> **What to produce**:
Nothing but the lines from the first line of the records through the line with "Target: wispy cloud" should be output, exactly as written and free of pictures.

(Saved entries)
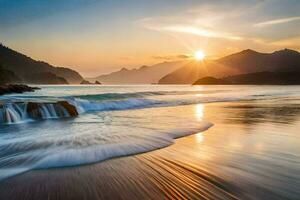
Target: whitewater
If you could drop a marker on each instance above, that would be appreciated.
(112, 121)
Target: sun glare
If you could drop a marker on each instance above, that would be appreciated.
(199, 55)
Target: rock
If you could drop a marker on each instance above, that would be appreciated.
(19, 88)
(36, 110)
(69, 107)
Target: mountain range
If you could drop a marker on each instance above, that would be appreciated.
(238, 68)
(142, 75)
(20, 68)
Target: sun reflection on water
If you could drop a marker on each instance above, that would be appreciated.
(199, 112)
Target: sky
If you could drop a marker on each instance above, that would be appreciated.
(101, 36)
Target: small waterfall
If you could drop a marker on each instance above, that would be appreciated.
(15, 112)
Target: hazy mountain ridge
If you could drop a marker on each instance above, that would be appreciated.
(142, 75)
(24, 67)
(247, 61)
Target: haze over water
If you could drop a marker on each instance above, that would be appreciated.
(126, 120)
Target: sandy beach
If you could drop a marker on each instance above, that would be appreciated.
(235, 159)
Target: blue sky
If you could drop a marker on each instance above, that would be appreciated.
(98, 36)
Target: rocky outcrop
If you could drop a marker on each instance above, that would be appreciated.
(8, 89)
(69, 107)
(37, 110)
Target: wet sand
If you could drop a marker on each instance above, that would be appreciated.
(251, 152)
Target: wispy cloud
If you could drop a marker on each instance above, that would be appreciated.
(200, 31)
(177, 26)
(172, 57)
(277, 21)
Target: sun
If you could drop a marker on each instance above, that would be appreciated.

> **Response**:
Target: whitewater
If you could drop a marker on each instance above, that would be appreciated.
(112, 121)
Target: sun glare
If you could drop a marker on each instance above, that would be appreciated.
(199, 55)
Target: rock
If you could drop a marker on each instance above, that would be appreciated.
(19, 88)
(36, 110)
(69, 107)
Target: mountain range
If you could drop a marker on each instance above, that would be appreciated.
(238, 68)
(142, 75)
(20, 68)
Target: sun reflection on water
If you could drop a marker on each instance above, that would be appreciated.
(199, 112)
Target: sky
If you could drop a marker on each instance above, that would be appreciated.
(101, 36)
Target: small waterfall
If you could drop a marker on each instance above, that would be appreciated.
(15, 112)
Target: hazy mountain ridge
If you could drop a marker on each instance above, that would be appreciated.
(142, 75)
(24, 67)
(247, 61)
Target: haze over water
If you could drop a marker on each instance above, that would be appreciated.
(126, 120)
Target: sandy beach
If you could drop a marker on each instance above, that would be appreciated.
(235, 159)
Target: blue sky
If you could drop a marker on each instance above, that would be appreciated.
(98, 36)
Target: rocky outcrop
If you could drop a marker on each instance above, that would be appreciated.
(8, 89)
(69, 107)
(37, 110)
Target: wet sand
If you could drop a marker on each instance above, that would be appreciated.
(251, 152)
Target: wispy cloud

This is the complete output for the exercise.